╭─ RECORDS SHOWN

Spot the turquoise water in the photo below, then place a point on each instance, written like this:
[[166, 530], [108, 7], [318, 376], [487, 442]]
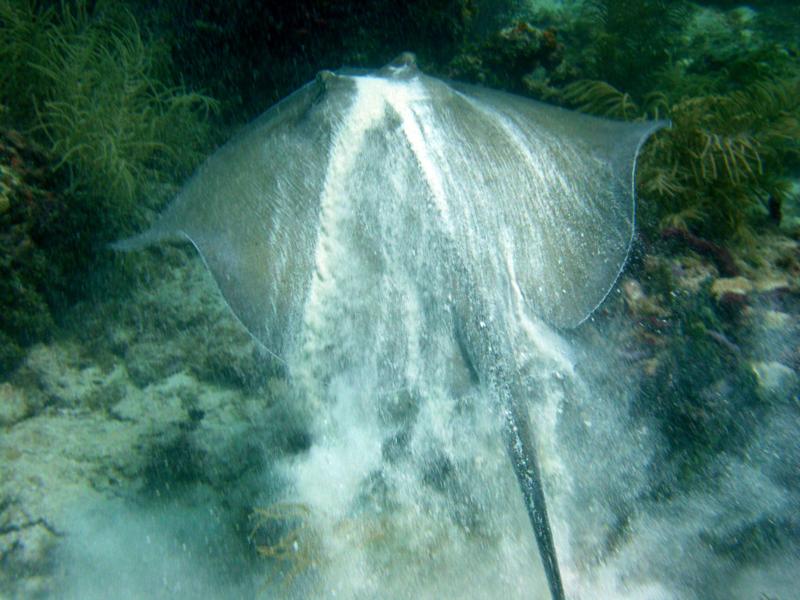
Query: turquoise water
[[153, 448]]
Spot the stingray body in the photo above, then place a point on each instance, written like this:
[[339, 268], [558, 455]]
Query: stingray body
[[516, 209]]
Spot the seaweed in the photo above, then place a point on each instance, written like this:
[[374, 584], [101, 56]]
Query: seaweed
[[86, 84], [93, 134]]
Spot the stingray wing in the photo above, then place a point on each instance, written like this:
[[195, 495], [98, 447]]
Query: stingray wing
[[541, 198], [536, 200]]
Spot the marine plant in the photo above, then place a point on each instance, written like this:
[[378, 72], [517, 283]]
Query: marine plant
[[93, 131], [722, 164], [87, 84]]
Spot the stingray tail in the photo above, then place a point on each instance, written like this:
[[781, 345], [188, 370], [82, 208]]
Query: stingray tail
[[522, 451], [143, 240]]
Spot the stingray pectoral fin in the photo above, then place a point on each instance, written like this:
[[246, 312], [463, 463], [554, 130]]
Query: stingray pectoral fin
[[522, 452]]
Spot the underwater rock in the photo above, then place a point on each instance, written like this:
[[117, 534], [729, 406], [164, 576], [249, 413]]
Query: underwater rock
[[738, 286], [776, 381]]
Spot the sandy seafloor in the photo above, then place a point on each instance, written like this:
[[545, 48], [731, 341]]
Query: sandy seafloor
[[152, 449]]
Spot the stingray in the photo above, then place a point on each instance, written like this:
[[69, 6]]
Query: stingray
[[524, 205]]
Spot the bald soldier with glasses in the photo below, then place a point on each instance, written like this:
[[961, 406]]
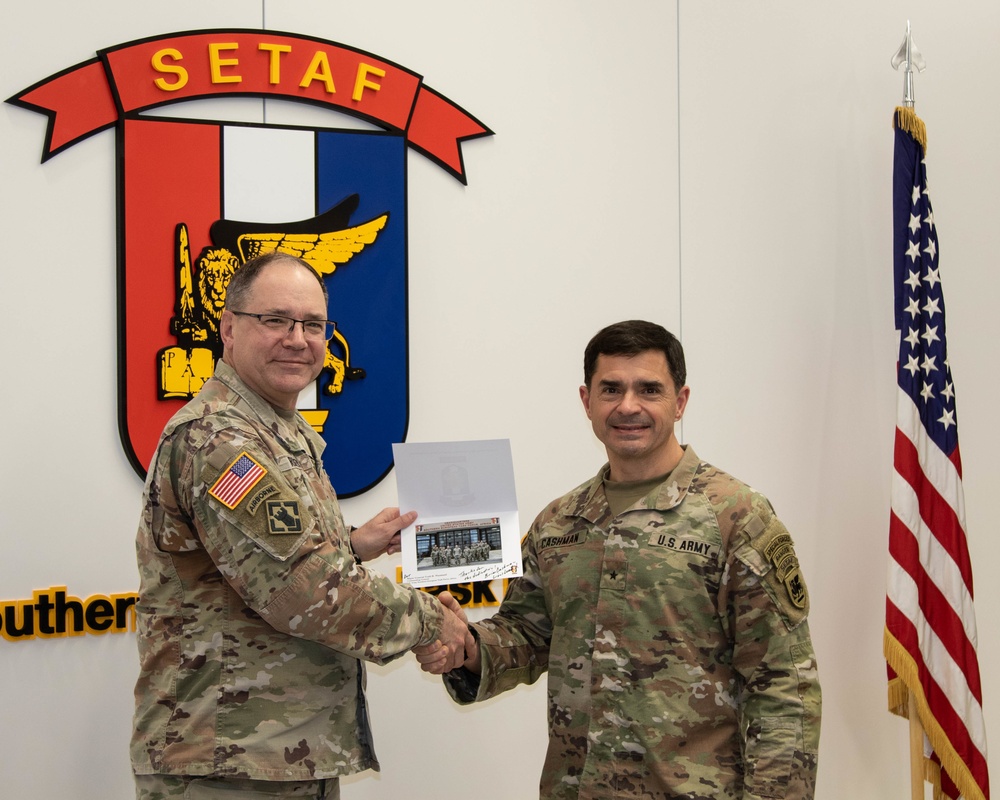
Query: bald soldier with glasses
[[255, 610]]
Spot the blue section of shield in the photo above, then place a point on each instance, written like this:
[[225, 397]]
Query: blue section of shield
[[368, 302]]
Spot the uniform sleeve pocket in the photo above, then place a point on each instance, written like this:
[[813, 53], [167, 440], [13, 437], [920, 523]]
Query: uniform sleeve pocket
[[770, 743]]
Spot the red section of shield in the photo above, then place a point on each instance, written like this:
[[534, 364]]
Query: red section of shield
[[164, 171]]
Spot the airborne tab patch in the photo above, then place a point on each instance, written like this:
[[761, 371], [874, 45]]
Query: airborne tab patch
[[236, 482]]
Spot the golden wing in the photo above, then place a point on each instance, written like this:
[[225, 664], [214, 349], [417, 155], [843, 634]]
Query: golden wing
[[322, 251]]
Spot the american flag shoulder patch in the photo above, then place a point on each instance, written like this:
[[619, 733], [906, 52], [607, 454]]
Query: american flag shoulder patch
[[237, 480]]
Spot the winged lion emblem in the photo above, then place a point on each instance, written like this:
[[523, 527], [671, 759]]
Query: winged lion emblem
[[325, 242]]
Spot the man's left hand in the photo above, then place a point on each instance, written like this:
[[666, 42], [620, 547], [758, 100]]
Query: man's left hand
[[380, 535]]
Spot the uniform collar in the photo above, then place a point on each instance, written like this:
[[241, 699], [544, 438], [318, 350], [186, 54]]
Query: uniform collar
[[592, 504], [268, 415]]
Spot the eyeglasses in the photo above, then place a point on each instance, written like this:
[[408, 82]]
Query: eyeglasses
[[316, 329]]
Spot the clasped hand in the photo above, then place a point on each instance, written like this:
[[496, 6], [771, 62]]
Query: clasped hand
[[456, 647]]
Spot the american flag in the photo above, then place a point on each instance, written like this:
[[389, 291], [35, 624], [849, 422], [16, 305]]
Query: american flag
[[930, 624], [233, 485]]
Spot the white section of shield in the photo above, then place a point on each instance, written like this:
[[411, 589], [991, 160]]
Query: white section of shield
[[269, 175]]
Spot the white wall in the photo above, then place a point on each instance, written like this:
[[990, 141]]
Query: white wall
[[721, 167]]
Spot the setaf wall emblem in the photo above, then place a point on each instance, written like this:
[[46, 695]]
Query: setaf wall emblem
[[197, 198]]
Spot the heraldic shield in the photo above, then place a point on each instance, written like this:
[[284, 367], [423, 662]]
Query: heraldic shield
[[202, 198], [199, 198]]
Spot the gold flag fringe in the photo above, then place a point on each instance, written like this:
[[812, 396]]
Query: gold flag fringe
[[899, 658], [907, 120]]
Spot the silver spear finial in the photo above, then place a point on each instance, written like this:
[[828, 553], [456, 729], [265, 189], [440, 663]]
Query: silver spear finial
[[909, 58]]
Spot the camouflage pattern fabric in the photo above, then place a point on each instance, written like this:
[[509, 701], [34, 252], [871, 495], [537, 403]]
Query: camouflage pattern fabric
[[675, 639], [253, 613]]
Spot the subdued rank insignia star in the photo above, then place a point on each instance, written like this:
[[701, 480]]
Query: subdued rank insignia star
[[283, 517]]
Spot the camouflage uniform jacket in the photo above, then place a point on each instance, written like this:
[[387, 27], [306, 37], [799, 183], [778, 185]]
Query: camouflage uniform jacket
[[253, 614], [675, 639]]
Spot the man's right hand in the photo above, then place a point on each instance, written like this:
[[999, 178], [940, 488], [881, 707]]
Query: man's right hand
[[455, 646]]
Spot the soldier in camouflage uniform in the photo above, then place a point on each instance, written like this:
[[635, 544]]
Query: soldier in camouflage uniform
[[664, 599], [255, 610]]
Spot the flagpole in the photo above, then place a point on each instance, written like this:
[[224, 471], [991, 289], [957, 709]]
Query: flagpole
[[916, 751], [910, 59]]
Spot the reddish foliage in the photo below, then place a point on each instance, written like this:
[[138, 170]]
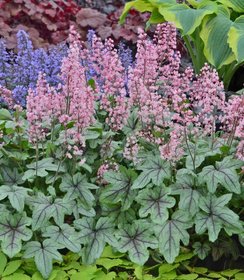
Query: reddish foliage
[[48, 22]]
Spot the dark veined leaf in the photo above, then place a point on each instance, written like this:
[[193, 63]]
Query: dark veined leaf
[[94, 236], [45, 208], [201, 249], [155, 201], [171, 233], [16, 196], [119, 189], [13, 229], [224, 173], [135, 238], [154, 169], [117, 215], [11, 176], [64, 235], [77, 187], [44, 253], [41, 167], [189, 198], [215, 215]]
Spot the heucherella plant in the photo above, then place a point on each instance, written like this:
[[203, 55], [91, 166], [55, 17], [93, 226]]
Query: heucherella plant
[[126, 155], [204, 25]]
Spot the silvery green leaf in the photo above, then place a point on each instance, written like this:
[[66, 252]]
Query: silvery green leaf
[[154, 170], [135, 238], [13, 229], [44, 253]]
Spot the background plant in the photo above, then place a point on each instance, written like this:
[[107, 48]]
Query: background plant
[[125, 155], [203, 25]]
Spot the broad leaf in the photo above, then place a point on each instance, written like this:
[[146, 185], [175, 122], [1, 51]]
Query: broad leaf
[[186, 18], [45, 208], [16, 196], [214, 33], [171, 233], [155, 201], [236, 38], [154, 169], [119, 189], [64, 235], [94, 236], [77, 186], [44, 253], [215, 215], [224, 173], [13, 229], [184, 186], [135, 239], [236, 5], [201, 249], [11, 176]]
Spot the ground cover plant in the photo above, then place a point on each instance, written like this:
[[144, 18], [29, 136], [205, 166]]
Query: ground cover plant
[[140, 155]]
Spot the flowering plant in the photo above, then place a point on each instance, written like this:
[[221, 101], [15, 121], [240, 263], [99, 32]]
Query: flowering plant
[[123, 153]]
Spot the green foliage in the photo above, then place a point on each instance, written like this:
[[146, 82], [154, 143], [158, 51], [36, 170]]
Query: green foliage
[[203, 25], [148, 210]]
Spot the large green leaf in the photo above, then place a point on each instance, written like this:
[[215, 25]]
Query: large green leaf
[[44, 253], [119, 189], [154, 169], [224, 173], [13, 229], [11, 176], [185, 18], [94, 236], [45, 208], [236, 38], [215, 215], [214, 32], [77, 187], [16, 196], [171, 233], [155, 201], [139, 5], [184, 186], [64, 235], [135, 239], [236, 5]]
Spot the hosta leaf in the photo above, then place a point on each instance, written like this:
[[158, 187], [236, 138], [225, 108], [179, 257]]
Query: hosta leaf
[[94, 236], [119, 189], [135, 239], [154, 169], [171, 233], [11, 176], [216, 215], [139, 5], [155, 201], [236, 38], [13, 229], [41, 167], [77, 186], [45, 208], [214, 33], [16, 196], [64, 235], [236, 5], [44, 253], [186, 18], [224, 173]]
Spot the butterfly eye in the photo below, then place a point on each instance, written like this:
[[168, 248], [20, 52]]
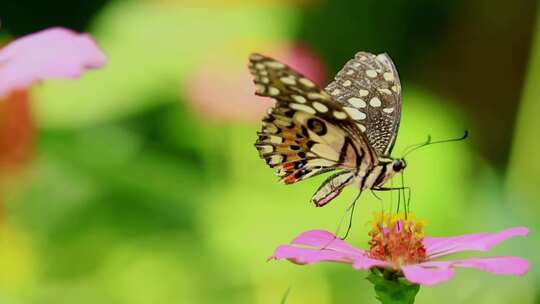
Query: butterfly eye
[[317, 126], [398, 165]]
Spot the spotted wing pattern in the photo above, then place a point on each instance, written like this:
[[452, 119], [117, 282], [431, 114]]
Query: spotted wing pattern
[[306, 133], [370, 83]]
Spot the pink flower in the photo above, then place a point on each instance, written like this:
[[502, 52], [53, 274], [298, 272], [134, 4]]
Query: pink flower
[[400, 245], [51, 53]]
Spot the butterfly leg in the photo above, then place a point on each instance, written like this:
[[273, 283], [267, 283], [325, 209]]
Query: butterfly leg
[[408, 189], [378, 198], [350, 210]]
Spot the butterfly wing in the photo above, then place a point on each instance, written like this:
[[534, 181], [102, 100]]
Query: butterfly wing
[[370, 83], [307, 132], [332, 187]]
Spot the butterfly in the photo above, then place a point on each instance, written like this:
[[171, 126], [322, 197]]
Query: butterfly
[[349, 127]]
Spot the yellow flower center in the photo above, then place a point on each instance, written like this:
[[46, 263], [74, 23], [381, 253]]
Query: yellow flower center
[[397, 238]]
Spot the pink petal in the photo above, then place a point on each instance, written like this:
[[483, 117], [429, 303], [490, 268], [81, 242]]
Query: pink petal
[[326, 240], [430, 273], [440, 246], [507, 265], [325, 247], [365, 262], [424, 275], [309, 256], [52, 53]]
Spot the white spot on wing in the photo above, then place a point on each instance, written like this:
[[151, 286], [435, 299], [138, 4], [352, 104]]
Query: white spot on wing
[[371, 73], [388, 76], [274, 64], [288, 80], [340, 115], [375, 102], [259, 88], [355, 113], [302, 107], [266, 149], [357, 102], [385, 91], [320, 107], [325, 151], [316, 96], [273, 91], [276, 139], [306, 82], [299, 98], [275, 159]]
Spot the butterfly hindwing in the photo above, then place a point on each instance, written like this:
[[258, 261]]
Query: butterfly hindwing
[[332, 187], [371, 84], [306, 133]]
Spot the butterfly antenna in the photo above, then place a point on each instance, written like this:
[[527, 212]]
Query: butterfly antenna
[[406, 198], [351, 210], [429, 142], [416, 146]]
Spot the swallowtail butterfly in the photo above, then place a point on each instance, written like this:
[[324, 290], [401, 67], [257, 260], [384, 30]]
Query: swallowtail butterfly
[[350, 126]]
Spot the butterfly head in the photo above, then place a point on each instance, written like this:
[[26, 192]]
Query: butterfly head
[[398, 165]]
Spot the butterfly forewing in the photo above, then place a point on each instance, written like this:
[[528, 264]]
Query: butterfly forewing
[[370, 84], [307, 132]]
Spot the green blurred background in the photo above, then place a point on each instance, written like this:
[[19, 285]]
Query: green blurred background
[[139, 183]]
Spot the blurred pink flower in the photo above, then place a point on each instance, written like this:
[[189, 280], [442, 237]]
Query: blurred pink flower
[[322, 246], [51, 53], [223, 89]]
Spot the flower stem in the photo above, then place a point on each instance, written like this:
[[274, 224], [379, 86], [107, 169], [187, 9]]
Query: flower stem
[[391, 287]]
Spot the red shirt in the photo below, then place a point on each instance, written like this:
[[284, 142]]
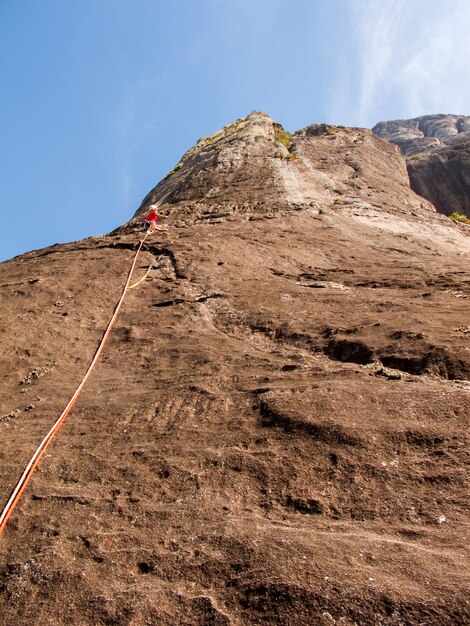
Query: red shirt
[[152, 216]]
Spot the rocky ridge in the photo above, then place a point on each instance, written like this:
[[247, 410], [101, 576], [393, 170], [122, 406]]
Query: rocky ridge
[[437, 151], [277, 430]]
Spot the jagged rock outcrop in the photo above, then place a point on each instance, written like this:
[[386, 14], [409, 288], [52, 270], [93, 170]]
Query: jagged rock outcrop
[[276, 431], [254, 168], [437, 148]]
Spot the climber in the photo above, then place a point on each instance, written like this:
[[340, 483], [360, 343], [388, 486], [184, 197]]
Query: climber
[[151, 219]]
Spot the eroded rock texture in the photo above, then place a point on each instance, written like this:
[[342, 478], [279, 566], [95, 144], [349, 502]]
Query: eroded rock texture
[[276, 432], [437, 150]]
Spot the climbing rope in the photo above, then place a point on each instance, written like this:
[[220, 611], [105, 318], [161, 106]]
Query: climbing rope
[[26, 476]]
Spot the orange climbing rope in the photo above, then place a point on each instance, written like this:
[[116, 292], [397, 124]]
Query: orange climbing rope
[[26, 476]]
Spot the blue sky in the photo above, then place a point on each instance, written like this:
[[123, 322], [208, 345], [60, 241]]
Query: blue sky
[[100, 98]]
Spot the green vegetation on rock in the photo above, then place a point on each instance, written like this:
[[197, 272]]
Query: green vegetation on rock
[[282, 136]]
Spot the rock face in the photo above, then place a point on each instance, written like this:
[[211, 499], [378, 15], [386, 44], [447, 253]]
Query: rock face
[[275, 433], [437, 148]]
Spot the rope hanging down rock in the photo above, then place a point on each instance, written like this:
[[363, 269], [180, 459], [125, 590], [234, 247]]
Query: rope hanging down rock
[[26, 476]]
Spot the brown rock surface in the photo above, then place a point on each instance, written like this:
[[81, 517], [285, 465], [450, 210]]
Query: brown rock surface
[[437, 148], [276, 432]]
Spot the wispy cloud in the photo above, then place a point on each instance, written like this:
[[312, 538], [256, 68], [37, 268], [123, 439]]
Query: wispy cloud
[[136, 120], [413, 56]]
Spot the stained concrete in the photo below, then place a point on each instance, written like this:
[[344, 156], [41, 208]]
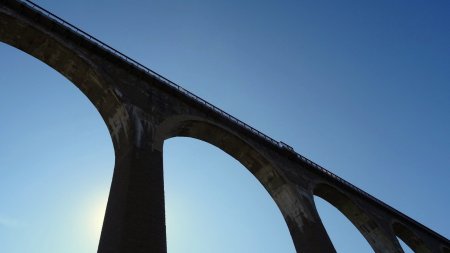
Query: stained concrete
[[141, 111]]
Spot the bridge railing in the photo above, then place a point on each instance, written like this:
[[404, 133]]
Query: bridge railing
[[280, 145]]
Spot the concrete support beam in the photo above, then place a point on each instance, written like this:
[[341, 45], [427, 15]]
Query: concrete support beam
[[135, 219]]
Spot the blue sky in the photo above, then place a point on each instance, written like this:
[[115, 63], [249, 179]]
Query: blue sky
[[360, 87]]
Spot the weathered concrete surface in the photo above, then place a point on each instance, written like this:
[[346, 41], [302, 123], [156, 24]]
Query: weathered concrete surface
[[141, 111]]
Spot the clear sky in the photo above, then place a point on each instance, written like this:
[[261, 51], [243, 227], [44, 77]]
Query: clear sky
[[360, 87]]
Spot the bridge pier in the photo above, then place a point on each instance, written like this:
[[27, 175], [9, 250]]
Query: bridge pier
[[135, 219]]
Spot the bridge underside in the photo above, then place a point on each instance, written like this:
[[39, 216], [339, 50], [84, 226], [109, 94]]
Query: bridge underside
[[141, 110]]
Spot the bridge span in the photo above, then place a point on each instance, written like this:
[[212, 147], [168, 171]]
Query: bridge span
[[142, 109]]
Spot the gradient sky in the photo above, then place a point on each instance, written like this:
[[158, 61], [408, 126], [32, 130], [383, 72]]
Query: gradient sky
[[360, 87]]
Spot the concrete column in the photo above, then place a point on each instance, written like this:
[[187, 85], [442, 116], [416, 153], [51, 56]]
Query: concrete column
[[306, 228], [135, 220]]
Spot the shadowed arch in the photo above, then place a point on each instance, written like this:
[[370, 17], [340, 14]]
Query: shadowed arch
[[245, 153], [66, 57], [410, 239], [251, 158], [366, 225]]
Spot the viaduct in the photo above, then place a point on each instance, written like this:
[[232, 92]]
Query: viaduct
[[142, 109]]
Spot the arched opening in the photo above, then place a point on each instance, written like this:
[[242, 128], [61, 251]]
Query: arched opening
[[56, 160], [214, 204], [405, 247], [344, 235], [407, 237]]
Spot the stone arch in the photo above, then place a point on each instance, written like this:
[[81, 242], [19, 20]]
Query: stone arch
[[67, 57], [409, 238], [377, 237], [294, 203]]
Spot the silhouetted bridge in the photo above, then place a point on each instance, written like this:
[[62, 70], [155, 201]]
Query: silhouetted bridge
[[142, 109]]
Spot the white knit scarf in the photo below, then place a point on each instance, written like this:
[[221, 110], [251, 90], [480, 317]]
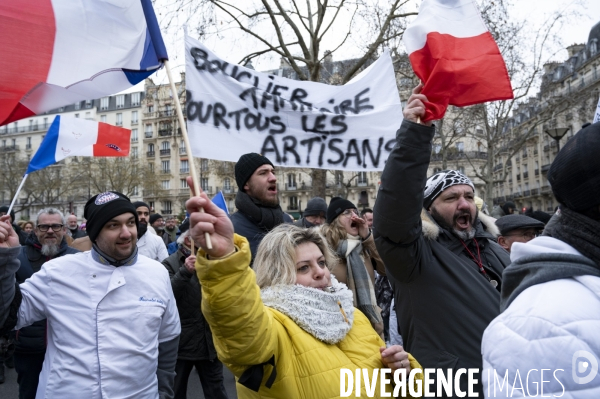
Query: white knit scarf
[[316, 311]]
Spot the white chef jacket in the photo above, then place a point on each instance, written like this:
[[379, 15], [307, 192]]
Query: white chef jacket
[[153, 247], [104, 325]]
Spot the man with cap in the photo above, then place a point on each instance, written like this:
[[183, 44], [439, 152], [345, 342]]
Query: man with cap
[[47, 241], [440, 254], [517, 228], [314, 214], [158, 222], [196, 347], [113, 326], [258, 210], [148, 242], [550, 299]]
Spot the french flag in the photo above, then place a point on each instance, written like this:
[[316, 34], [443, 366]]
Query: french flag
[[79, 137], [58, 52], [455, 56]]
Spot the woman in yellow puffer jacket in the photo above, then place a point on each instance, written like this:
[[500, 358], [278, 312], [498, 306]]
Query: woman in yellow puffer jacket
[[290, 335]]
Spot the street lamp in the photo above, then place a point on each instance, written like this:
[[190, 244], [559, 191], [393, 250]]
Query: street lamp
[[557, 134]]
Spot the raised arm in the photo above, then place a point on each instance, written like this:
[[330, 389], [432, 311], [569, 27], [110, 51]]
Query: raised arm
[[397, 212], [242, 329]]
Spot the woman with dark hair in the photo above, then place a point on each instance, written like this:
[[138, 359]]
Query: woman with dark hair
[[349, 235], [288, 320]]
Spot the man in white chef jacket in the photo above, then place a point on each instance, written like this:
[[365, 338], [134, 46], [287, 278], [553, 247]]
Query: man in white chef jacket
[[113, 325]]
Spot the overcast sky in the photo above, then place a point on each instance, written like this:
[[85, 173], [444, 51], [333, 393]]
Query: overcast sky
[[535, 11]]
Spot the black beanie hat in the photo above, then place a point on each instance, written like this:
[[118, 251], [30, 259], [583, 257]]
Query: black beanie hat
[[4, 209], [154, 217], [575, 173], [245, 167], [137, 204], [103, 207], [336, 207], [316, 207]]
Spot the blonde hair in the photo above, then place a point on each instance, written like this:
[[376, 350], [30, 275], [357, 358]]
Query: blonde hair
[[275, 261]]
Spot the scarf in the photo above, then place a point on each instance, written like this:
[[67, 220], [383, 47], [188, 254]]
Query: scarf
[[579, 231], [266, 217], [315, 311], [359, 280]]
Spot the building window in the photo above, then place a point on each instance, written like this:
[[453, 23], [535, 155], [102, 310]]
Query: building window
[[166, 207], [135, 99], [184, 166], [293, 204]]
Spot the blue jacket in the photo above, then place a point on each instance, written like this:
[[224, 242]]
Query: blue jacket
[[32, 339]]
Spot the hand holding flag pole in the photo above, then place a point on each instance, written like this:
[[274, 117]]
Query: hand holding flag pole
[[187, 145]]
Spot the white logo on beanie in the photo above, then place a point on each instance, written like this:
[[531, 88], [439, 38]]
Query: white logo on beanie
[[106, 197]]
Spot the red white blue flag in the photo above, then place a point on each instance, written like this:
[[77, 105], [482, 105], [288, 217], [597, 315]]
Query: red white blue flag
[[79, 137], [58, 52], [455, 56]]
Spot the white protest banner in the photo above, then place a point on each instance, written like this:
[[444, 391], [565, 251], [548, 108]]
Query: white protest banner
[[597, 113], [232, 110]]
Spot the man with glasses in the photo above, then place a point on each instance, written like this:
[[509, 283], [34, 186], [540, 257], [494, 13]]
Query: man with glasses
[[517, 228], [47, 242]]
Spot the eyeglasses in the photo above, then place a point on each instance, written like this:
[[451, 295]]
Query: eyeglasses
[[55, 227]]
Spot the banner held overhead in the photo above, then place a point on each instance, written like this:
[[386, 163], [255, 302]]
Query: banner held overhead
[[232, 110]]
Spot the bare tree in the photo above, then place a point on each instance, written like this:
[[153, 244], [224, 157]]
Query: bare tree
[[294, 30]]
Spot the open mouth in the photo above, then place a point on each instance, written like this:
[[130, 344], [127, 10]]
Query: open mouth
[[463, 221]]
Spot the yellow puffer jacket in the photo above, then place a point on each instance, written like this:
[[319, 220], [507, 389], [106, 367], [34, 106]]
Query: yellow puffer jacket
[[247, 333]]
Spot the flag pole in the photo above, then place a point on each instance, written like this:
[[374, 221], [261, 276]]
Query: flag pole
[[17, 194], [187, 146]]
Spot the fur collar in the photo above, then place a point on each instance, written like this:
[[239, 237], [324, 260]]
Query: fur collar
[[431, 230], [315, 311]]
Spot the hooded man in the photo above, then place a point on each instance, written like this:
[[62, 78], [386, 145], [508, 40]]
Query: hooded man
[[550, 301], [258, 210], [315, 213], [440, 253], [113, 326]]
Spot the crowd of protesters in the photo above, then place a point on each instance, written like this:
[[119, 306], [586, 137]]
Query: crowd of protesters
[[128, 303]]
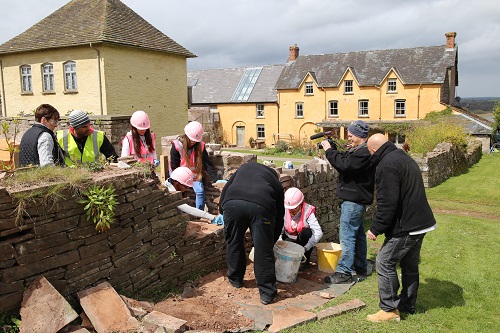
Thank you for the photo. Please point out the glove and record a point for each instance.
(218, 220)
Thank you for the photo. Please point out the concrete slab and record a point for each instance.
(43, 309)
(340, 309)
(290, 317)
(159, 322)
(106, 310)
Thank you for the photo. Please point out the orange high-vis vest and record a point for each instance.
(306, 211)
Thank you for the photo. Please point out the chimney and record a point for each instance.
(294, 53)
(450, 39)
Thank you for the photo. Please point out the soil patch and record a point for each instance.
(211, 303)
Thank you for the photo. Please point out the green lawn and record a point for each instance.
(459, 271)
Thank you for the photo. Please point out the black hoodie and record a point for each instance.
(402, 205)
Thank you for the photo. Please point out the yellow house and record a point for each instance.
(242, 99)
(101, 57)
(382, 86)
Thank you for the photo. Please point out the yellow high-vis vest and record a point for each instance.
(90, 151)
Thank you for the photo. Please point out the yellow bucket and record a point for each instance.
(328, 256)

╰─

• ABOUT THIS EXERCISE: Each line above starting at the one holding "[[138, 170]]" and ending at the one holding "[[221, 101], [15, 121], [240, 263], [99, 32]]" should be set down exactly as it stands, both ends included, with no pictures.

• OUTPUT BELOW:
[[138, 170]]
Query: reddish foliage
[[48, 22]]
Spot the dark veined leaf in the photo above, then place a point on each instance, written like this:
[[193, 63]]
Query: dark veined leaf
[[94, 236], [45, 208], [201, 249], [155, 201], [171, 233], [16, 196], [119, 189], [13, 229], [224, 173], [135, 238], [154, 169], [117, 215], [11, 176], [64, 235], [77, 187], [44, 253], [41, 167], [189, 198], [215, 215]]
Spot the heucherella plant in the photo above, then place a point on each instance, written like this:
[[203, 55], [91, 166], [55, 17], [93, 226]]
Query: heucherella plant
[[126, 155], [204, 25]]
Spot the silvery green leaf in the photo above, then place a point on each instance, written like this:
[[66, 252]]
Query: silvery green leaf
[[154, 170], [135, 238], [13, 229], [44, 253]]
Spot the background plant in the photo above, then place a point on each instance, written like this:
[[107, 48]]
Query: background plant
[[125, 155], [203, 25]]
Spot the broad leaf in the photo above, then place a point on each instance, written like this:
[[146, 185], [175, 122], [1, 51]]
Query: broad leaf
[[186, 18], [45, 208], [16, 196], [214, 33], [171, 233], [155, 201], [236, 38], [154, 169], [119, 189], [64, 235], [94, 236], [77, 186], [44, 253], [215, 215], [224, 173], [13, 229], [184, 186], [135, 239], [236, 5], [201, 249], [11, 176]]
Spot the ground cover plant in the photo above, then place a point on each instance, written like this:
[[144, 18], [29, 136], [205, 166]]
Query: ground cover plant
[[140, 155]]
Spot the flowering plant in the photo above, then place a point on each instance, written like this:
[[221, 101], [15, 121], [240, 263], [99, 32]]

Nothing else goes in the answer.